What this task involves: Present the rows below as a Markdown table with two columns, Number and Text, giving each line its row number and omitting any blank lines.

====

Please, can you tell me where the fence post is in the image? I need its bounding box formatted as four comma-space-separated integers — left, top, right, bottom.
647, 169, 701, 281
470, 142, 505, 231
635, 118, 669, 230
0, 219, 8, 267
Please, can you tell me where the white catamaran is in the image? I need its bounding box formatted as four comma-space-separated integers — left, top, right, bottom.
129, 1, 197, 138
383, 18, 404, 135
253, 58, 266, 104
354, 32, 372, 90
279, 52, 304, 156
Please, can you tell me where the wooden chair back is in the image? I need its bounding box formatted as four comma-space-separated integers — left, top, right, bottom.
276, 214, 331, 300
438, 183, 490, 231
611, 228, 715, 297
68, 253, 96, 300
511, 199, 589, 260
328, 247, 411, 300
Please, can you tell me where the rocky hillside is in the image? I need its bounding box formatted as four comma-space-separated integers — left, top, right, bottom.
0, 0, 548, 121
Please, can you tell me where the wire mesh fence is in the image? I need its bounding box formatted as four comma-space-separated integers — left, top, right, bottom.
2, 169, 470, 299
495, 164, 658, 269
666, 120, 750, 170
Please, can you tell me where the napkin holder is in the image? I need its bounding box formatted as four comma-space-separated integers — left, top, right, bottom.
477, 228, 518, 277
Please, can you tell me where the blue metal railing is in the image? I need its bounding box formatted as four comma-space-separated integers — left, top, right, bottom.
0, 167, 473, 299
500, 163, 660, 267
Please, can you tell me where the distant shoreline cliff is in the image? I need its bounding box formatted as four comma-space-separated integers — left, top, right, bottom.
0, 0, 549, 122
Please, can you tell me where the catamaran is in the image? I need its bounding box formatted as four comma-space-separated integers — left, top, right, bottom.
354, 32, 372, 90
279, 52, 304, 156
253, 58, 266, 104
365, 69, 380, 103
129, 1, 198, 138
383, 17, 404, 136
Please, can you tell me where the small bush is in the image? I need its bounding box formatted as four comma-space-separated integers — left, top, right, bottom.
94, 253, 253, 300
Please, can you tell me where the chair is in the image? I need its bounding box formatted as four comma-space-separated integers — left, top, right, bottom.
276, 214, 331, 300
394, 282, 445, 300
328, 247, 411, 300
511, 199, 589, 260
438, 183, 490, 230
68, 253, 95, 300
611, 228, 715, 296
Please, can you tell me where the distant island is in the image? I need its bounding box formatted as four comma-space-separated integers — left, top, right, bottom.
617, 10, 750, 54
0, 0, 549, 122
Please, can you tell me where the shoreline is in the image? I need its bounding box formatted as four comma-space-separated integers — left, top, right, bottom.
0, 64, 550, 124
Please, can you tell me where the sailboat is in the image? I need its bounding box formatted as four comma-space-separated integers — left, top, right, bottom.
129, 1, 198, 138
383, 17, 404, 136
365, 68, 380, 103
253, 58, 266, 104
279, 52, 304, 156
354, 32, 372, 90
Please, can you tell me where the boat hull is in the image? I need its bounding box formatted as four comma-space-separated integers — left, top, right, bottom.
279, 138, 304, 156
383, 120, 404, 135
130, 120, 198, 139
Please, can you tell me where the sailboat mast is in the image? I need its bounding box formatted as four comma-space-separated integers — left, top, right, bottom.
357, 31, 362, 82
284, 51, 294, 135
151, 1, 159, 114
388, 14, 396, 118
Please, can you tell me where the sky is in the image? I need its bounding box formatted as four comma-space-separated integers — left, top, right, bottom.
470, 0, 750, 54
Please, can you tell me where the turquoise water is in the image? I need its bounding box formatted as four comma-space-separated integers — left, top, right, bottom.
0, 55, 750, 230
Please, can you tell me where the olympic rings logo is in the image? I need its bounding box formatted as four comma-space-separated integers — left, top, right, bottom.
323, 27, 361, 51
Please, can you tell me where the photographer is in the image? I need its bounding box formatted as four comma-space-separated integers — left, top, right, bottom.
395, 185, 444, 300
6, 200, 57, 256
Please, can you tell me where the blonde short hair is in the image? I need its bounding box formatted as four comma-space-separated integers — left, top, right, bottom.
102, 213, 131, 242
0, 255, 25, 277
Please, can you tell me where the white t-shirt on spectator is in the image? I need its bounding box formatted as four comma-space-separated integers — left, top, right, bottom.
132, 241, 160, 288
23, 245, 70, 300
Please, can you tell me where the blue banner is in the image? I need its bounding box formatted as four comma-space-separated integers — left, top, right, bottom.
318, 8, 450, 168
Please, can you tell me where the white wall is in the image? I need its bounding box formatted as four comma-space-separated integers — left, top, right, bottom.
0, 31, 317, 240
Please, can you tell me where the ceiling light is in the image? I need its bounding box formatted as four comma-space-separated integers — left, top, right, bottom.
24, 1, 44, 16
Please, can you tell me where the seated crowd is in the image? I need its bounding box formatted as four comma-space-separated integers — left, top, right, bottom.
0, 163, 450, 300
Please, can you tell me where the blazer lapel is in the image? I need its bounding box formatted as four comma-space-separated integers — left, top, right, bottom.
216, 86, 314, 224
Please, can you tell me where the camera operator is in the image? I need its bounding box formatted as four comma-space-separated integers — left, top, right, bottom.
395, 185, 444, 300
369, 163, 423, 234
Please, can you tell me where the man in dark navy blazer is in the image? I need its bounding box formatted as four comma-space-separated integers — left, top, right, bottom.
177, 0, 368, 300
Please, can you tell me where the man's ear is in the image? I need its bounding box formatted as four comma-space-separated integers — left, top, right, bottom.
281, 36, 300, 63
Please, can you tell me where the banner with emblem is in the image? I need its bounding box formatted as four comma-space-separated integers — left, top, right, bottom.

====

Written solution:
| Number | Text |
|---|---|
| 1 | Please, can you tell me where the fence post is in the image? I need its bounding box formatted as four comma-space-separated integers — left, top, right, bottom. |
| 2 | 647, 169, 701, 281 |
| 3 | 470, 142, 505, 231 |
| 4 | 635, 118, 669, 230 |
| 5 | 0, 219, 8, 267 |
| 6 | Please, can you tell me where the white catamaran is in the image? I need its bounding box formatted as four comma-space-separated integers — left, top, right, bottom. |
| 7 | 129, 1, 197, 138 |
| 8 | 383, 18, 404, 135 |
| 9 | 253, 58, 266, 104 |
| 10 | 354, 32, 372, 90 |
| 11 | 279, 52, 304, 156 |
| 12 | Please, can you tell me where the wooden chair back is in the image? I need its bounding box formatted as four comma-space-separated integers — left, top, right, bottom. |
| 13 | 276, 214, 331, 300 |
| 14 | 438, 183, 490, 231 |
| 15 | 611, 228, 715, 297 |
| 16 | 68, 253, 96, 300 |
| 17 | 511, 199, 589, 260 |
| 18 | 328, 247, 411, 300 |
| 19 | Please, can you tell me where the rocky hillside is in the image? I need its bounding box formatted as four comma-space-separated integers — left, top, right, bottom. |
| 20 | 0, 0, 548, 121 |
| 21 | Please, can you tell me where the wire mesh fence is in the image? I need its bounding box formatted as four comma-space-separated integers — left, top, right, bottom. |
| 22 | 2, 169, 470, 299 |
| 23 | 495, 164, 658, 269 |
| 24 | 666, 120, 750, 170 |
| 25 | Please, can you tell me where the napkin holder is in the image? I need its bounding box formatted as four comma-space-separated integers — left, top, right, bottom. |
| 26 | 477, 228, 518, 277 |
| 27 | Please, can you tell me where the blue metal railing is in the image? I need its bounding box formatted as four comma-space-separated integers — left, top, right, bottom. |
| 28 | 0, 167, 473, 299 |
| 29 | 500, 163, 660, 267 |
| 30 | Please, can you tell me where the distant shoreline cliff is in the image? I need its bounding box formatted as four comma-space-separated integers — left, top, right, bottom. |
| 31 | 0, 0, 549, 122 |
| 32 | Please, can you tell me where the catamaran is in the image? I need its bounding box formatted as four comma-space-separated integers — left, top, right, bottom. |
| 33 | 354, 32, 372, 90 |
| 34 | 279, 52, 304, 156 |
| 35 | 253, 58, 266, 104 |
| 36 | 365, 69, 380, 103 |
| 37 | 129, 1, 198, 138 |
| 38 | 383, 17, 404, 136 |
| 39 | Please, can you tell me where the small bush is in the image? I need its bounding box formatted as four comma-space-separated integers — left, top, right, bottom. |
| 40 | 94, 253, 253, 300 |
| 41 | Please, can you tell me where the chair is in the image? I need its bounding box formatted as four comma-space-separated integers — left, top, right, bottom. |
| 42 | 276, 214, 331, 300 |
| 43 | 394, 282, 445, 300 |
| 44 | 328, 247, 411, 300 |
| 45 | 511, 199, 589, 260 |
| 46 | 438, 183, 490, 230 |
| 47 | 68, 253, 95, 300 |
| 48 | 611, 228, 715, 296 |
| 49 | Please, can you tell me where the distant island is in the image? I need its bounding box formatted as four comma-space-separated integers — left, top, right, bottom. |
| 50 | 617, 10, 750, 54 |
| 51 | 0, 0, 549, 122 |
| 52 | Please, can you tell me where the shoreline is in the image? I need its bounding box formatted as four comma-space-separated integers — left, top, right, bottom. |
| 53 | 0, 64, 550, 124 |
| 54 | Please, can you tell me where the sailboat is in the image? I need its bounding box formatted as four comma-space-separated integers — left, top, right, bottom. |
| 55 | 129, 1, 198, 138 |
| 56 | 383, 17, 404, 136 |
| 57 | 365, 68, 380, 103 |
| 58 | 253, 58, 266, 104 |
| 59 | 279, 52, 304, 156 |
| 60 | 354, 32, 372, 90 |
| 61 | Please, can you tell me where the boat hull is in the image? I need its bounding box formatted as four comma-space-separated integers — left, top, right, bottom. |
| 62 | 279, 138, 304, 156 |
| 63 | 383, 120, 404, 135 |
| 64 | 130, 120, 198, 139 |
| 65 | Please, can you tell me where the sailboat mast is in the image? I need its bounding box formatted as four comma-space-separated integers — left, top, right, bottom. |
| 66 | 357, 31, 362, 82 |
| 67 | 284, 51, 294, 135 |
| 68 | 151, 1, 159, 114 |
| 69 | 388, 14, 396, 118 |
| 70 | Please, can you tell me where the sky is in the image? I need its bounding box formatted as four comma-space-separated integers — left, top, right, bottom. |
| 71 | 470, 0, 750, 54 |
| 72 | Please, can you tell me where the turquoise water is in the image? I need its bounding box formatted as four comma-space-separated integers — left, top, right, bottom. |
| 73 | 0, 55, 750, 230 |
| 74 | Please, can you tell me where the olympic rings logo is in the image? I need its bounding box formatted as four comma-space-separated integers — left, top, right, bottom. |
| 75 | 323, 27, 361, 51 |
| 76 | Please, can you tell me where the photographer is in the image? I need its bounding box formatted as four comma-space-separated integers — left, top, right, bottom. |
| 77 | 395, 185, 444, 300 |
| 78 | 6, 200, 57, 256 |
| 79 | Please, can you tell me where the blonde short hair is in the image? I need its bounding box formatted as four comma-space-separated integers — left, top, right, bottom. |
| 80 | 102, 213, 131, 242 |
| 81 | 0, 255, 25, 277 |
| 82 | Please, can you tell me where the white t-shirt on spectator is in the image? I need its bounding box formatted as four comma-space-separated integers — left, top, right, bottom. |
| 83 | 132, 241, 160, 288 |
| 84 | 23, 245, 70, 300 |
| 85 | Please, can you tell me where the blue banner is in the image? I need its bounding box formatted as four comma-space-separated integers — left, top, right, bottom. |
| 86 | 318, 8, 450, 168 |
| 87 | Please, can you tell me where the white wall is in the image? I need its bounding box formatted as four comma-space-separated integers — left, top, right, bottom. |
| 88 | 0, 31, 317, 240 |
| 89 | Please, can you tell me where the ceiling light is in the image? I need its bounding box formatted as four comma-space-separated integers — left, top, right, bottom. |
| 90 | 24, 1, 44, 16 |
| 91 | Please, can you tell me where the seated crowd is in the image? I need its bounding box formatted as four comma-space-separated integers — left, top, right, bottom. |
| 92 | 0, 163, 450, 300 |
| 93 | Please, can you tell me where the blazer lapel is in the image? I need its bounding box formatted as four comma-space-separated integers — left, top, right, bottom. |
| 94 | 216, 86, 314, 224 |
| 95 | Please, can you tell me where the camera operator is in the image? I need its bounding box formatted as four comma-space-separated integers — left, top, right, bottom. |
| 96 | 395, 185, 444, 300 |
| 97 | 369, 163, 423, 234 |
| 98 | Please, can you tell me where the man in dark navy blazer is in the image? I need its bounding box formatted as four comma-space-separated integers — left, top, right, bottom. |
| 99 | 177, 0, 368, 300 |
| 100 | Please, can you tell me where the man's ear is in the image? I need its bounding box formatted as four comma-space-separated integers — left, top, right, bottom. |
| 101 | 281, 36, 300, 63 |
| 102 | Please, can you tell me where the banner with emblem is in the image? I need its bounding box formatted as four comma-space-separated integers — left, top, right, bottom. |